Lo requerido>
Presente como tabla Markdown las líneas comprendidas entre la que contiene "Where can you see the tree" y la última línea, ambas incluidas, con una columna "Número" para el número de fila y una columna "Línea" para el texto de cada una. Omita las líneas en blanco.

----- Los datos

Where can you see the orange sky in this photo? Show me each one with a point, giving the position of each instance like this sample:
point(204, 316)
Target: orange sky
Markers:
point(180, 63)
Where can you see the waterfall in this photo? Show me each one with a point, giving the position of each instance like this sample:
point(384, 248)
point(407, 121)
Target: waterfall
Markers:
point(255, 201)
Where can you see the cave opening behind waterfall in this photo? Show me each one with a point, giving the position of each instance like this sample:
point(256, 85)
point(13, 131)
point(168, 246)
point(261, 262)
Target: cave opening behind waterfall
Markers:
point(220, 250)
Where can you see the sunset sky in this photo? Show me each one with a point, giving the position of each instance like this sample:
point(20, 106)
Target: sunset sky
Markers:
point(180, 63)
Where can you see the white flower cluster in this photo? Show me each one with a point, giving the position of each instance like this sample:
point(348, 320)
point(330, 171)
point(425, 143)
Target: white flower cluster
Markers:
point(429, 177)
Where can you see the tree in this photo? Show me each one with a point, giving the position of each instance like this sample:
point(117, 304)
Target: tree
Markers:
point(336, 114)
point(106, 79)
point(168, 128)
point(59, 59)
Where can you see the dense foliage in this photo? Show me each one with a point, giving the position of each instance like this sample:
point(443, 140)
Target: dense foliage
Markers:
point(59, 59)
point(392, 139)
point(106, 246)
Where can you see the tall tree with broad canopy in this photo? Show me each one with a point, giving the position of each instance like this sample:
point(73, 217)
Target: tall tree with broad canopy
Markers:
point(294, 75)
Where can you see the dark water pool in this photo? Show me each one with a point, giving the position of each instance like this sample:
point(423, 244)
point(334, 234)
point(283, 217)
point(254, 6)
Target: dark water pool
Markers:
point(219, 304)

----------

Resultado obtenido>
| Número | Línea |
|---|---|
| 1 | Where can you see the tree in this photo? Show me each one with a point, giving the position of each instance like this sample: |
| 2 | point(117, 304) |
| 3 | Target: tree |
| 4 | Markers: |
| 5 | point(336, 114) |
| 6 | point(106, 79) |
| 7 | point(168, 128) |
| 8 | point(59, 59) |
| 9 | Where can you see the dense foliage in this photo? Show me each one with a point, giving the position of each instance like this sample: |
| 10 | point(443, 140) |
| 11 | Target: dense foliage |
| 12 | Markers: |
| 13 | point(59, 59) |
| 14 | point(392, 139) |
| 15 | point(106, 246) |
| 16 | Where can you see the tall tree with broad canopy in this photo? Show me each one with a point, giving the position of each instance like this sample: |
| 17 | point(73, 217) |
| 18 | Target: tall tree with broad canopy |
| 19 | Markers: |
| 20 | point(294, 75) |
| 21 | Where can you see the dark water pool in this photo? Show me each one with a point, giving the position of each instance like this sample: |
| 22 | point(423, 244) |
| 23 | point(334, 234) |
| 24 | point(283, 217) |
| 25 | point(254, 6) |
| 26 | Target: dark water pool |
| 27 | Markers: |
| 28 | point(219, 304) |